Short problem | Output an exact reproduction of the data.

── Data ──

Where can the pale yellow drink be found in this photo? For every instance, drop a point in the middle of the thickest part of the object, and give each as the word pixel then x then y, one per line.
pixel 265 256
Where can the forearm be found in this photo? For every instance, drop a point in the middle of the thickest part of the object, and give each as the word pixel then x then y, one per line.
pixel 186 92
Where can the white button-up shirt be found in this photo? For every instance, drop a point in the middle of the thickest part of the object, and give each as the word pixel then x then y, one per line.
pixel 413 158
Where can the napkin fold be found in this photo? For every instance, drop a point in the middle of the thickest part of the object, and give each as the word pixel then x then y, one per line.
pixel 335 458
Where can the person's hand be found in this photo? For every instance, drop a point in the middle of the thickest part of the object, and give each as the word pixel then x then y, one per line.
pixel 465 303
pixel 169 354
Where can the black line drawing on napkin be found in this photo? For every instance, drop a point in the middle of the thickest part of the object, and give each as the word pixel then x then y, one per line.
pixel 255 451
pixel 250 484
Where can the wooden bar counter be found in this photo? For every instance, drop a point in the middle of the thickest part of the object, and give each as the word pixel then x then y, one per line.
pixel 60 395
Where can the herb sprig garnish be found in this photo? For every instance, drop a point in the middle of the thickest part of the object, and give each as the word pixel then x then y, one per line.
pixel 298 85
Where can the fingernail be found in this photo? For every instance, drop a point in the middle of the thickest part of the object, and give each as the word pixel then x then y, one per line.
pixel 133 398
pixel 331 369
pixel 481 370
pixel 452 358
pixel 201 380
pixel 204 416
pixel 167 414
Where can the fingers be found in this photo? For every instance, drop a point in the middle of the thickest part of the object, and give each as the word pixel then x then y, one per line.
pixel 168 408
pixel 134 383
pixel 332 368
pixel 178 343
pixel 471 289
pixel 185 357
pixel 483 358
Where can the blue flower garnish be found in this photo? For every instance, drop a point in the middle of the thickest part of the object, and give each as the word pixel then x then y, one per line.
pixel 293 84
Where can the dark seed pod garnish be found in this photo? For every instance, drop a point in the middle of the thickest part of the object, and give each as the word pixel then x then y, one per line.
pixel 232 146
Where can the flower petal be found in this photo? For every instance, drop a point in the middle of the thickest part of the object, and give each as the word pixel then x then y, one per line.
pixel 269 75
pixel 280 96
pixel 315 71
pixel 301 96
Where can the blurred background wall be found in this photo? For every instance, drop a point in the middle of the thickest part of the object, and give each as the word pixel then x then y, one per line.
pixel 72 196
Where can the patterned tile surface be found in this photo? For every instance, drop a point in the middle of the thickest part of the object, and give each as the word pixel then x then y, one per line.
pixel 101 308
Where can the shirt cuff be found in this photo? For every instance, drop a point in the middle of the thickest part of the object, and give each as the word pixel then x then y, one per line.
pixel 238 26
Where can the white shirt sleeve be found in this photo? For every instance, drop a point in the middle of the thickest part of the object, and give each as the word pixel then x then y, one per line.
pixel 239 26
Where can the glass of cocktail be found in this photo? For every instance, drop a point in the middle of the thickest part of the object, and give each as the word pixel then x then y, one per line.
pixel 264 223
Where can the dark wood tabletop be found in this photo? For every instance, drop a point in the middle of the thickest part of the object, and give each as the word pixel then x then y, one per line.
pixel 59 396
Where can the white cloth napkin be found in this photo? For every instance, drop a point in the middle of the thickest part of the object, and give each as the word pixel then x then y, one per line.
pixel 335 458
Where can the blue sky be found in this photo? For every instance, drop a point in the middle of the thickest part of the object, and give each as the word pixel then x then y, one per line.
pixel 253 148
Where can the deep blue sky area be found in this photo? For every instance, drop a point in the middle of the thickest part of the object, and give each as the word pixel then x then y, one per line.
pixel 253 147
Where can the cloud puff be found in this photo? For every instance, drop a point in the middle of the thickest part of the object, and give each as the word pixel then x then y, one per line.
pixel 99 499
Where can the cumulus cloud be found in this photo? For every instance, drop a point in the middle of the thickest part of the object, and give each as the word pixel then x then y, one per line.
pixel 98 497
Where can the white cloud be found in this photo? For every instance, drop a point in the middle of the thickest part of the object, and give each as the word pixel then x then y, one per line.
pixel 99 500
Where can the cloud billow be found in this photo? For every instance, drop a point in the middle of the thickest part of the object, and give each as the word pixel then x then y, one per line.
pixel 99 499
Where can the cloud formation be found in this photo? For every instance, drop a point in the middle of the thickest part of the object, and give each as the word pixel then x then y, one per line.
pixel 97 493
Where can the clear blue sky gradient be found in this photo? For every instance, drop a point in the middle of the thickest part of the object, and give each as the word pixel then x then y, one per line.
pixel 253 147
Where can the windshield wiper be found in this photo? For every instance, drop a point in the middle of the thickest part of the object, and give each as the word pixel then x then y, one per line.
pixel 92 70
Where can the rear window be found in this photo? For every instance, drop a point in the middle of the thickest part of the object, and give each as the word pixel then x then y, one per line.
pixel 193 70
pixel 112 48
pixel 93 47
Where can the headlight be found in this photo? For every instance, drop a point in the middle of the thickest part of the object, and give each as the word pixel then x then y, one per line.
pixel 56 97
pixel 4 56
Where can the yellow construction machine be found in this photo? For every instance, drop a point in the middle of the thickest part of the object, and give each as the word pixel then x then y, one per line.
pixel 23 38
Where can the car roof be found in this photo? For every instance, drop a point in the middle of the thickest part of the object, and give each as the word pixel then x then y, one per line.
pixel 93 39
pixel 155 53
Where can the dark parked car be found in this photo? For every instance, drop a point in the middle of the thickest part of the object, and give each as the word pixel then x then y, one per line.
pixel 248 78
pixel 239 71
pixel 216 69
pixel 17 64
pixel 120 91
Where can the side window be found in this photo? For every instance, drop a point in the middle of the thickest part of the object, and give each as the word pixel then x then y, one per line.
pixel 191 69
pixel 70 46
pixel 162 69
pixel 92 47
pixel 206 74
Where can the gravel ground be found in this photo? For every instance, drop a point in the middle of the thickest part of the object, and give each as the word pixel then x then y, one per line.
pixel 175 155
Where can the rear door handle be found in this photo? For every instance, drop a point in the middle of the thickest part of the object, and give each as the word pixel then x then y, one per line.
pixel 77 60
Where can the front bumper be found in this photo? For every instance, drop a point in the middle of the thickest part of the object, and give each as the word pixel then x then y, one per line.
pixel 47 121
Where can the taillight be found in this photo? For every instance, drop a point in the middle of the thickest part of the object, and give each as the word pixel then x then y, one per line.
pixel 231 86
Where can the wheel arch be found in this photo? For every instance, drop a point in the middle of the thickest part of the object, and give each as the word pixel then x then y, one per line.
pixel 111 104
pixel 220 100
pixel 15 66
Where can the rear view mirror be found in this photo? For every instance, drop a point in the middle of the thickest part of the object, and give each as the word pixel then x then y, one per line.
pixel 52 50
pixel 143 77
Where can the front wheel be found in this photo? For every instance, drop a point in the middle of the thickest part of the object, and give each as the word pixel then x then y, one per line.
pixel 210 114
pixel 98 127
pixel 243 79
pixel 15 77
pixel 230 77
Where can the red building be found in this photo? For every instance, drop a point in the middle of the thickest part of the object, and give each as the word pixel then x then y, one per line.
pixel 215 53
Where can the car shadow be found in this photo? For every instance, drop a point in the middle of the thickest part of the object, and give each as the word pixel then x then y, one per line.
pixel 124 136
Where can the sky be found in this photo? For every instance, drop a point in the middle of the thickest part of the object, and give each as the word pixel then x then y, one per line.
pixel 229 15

───

The reply |
Where can the pale yellow drink be found in this photo? For every instance, drop a point in the middle of the thickest part of the object, and give each as the word pixel then x then y, one per line.
pixel 265 256
Where can the forearm be found in this photo? For every instance, drop a point in the middle of the thickest part of the object, and give each as the word pixel then x then y, one per line.
pixel 186 92
Where can the white button-up shirt be found in this photo? For every instance, drop a point in the middle of the thickest part of the object, and give each as the word pixel then x then y, one per line.
pixel 413 158
Where can the napkin fold be found in this photo? For every instance, drop a point in the middle of the thickest part of the object, and give each as the word pixel then x then y, one per line.
pixel 335 458
Where can the person's hand be found in this photo? For every instance, drop a point in the middle of the thickest part of the object, and give each as the word pixel then x then y, one per line.
pixel 465 303
pixel 169 354
Where can the black line drawing on napkin be found in this photo? For every instance, drop a point in the middle of the thickest part of the object, and give each as the word pixel then x then y, one per line.
pixel 255 451
pixel 250 484
Where can the wooden bar counter be found in this photo? For every instance, drop a point in the middle of the thickest part of the object, and give each as the word pixel then x then y, one per line.
pixel 60 395
Where can the herb sprig garnish be found in this photo? For every instance, drop a point in the middle of the thickest part of the object, and give each as the word pixel then x then y, one per line.
pixel 298 85
Where can the fingernail be found in this photo? For every instance, drop a point in the middle of the thickest part of the object, and give each as the word pixel then x then y, one per line.
pixel 133 398
pixel 331 369
pixel 481 370
pixel 452 358
pixel 201 380
pixel 204 416
pixel 167 414
Where can the fingers be found in this photo? For every instance, drop a point in the middle of the thickest part of the object, and give each as the word pixel then x then y, one per line.
pixel 168 408
pixel 134 383
pixel 332 368
pixel 178 343
pixel 471 289
pixel 185 357
pixel 483 358
Where can the blue flower garnish be found in this photo? For every instance, drop a point in the middle of the thickest part of the object, and give each as the word pixel then x then y, one per line.
pixel 293 84
Where can the dark seed pod garnish be found in this photo? For every instance, drop a point in the middle of the thickest part of the object, and give each as the word pixel then x then y, one per line.
pixel 232 146
Where can the flower petal be found in this photo? For every instance, drop a point in the middle of the thickest part of the object, and give each as the word pixel then x then y, one per line.
pixel 269 75
pixel 280 96
pixel 315 71
pixel 301 96
Where can the blurred background wall be found in this photo? For every instance, drop a point in the middle of the thickest part of the object, and give each as the word pixel then x then y, one per line.
pixel 72 196
Where can the patterned tile surface be found in this photo? For every instance, drop a point in the middle of the thickest part of the object, and give each as the word pixel then x then y, one per line.
pixel 101 308
Where can the shirt cuff be found in this photo? For every instance, drop a point in the middle of the thickest part of the object, and give each as the word pixel then x then y, one per line.
pixel 238 26
Where can the white shirt sleeve be found in this photo? For every instance, drop a point in the middle of the thickest part of the object, and give each as the word pixel then x then y, one per line.
pixel 239 26
Where can the glass of cocktail be found in this photo? For every instance, drop a point in the middle of the thickest part of the object, and give each as the word pixel then x then y, one per line.
pixel 264 223
Where can the dark wood tabletop be found in this photo? For every instance, drop a point in the middle of the thickest part of the object, and give each as the word pixel then x then y, one per line.
pixel 59 396
Where can the white cloth napkin be found in this photo? For every instance, drop a point in the middle of the thickest part of the object, and give each as the word pixel then x then y, one per line.
pixel 335 458
Where can the blue sky be found in this photo? For every instance, drop a point in the middle of the thickest part of the object, and give each as the word pixel then x then y, one per line.
pixel 253 148
Where can the deep blue sky area be found in this photo? For every instance, drop a point in the middle of the thickest part of the object, and give each as the word pixel then x then y, one per line.
pixel 253 147
Where can the cloud puff be found in this photo? For every instance, drop a point in the middle of the thickest part of the object, and give each as the word pixel then x then y, one per line.
pixel 99 499
Where can the cumulus cloud be found in this photo? For every instance, drop a point in the middle of the thickest part of the object, and give each as the word pixel then x then y, one per line.
pixel 98 497
Where can the white cloud be found in this photo? For every instance, drop a point in the middle of the thickest part of the object, and give each as the word pixel then x then y, one per line.
pixel 99 500
Where can the cloud billow be found in this photo? For every instance, drop a point in the middle of the thickest part of the object, and give each as the word pixel then x then y, one per line.
pixel 99 499
Where can the cloud formation be found in this photo? For every instance, drop a point in the middle of the thickest part of the object, and give each as the word pixel then x then y, one per line.
pixel 97 493
Where can the clear blue sky gradient be found in this photo? For every instance, drop a point in the middle of the thickest part of the object, and give each as the word pixel then x then y, one per line.
pixel 253 147
Where can the windshield wiper be found in this photo? For every instance, drop a point in the middle of the thickest part of the object, and give each as the word pixel then x then y, one per line.
pixel 92 70
Where can the rear window be found in this photo? For every instance, drop a point in the middle of the thickest part of the object, and give each as the word pixel then x then y, one per line.
pixel 193 70
pixel 112 48
pixel 93 47
Where can the headlight be found in this photo? For every instance, drop a point in the middle of the thickest part of the object, and give each as the word pixel then x then y, one per line.
pixel 56 97
pixel 4 56
Where can the yellow construction machine be found in this photo? For every instance, drop a point in the middle of the thickest part of the object, and give each as the word pixel then x then y, one per line.
pixel 23 38
Where can the car roof be found in this photo? For every instance, drop a point in the middle of the thickest part of the object, and give each as the word pixel then x then y, one per line.
pixel 93 39
pixel 155 53
Where can the dark parked car be found in this photo? For every instance, drop a point in the middle of the thickest part of the object, and give each as the word pixel then x then y, one per line.
pixel 248 78
pixel 239 71
pixel 216 69
pixel 17 64
pixel 120 91
Where can the side window be found in this photo? For every instance, drop a point in the middle of the thickest part of the object, and give each as the word pixel then x then y, one per line.
pixel 191 69
pixel 70 46
pixel 162 69
pixel 92 47
pixel 206 74
Where can the gravel ground be found in this photo? For every instance, drop a point in the middle of the thickest part of the object, and give each as the word pixel then x then y, one per line.
pixel 175 155
Where can the rear door handle be found in this photo? For every instance, drop a point in the middle of the thickest part of the object, and give each as the word pixel then x then y, one per line.
pixel 77 60
Where can the front bumper be found in this photo? For every instance, drop a point in the middle of the thickest part of the object, and give each as the word pixel then x then y, one per line.
pixel 47 121
Where can the taillight be found in this photo? For every instance, drop a point in the middle of the thickest part of the object, and give each as the word pixel then x then y, one per line.
pixel 231 86
Where can the wheel arch be found in this photo? For every instance, drop a point in the middle of the thickest part of the object, and give each as the word pixel then x then y, one per line.
pixel 111 104
pixel 220 100
pixel 15 66
Where can the rear view mirror be found in this photo? For every instance, drop a point in the middle of the thickest part of the object, and give each as the word pixel then x then y, one per line.
pixel 52 50
pixel 143 77
Where can the front wheel be found in this photo? For every instance, drop a point in the middle of the thickest part of the object, and give each as the word pixel then x then y, one per line.
pixel 210 114
pixel 98 127
pixel 243 79
pixel 15 77
pixel 230 77
Where can the red building be found in this photo? For every instance, drop a point in the middle of the thickest part of the object, and give each as the word pixel then x then y, one per line.
pixel 215 53
Where can the car shadow be found in this photo? For every instance, drop a point in the middle of the thickest part of the object, and give each as the word pixel then x then y, one per line.
pixel 124 136
Where can the sky be found in this photo? For every instance, drop a point in the middle of the thickest part of the object, and give each as the word pixel then x then y, one per line.
pixel 229 15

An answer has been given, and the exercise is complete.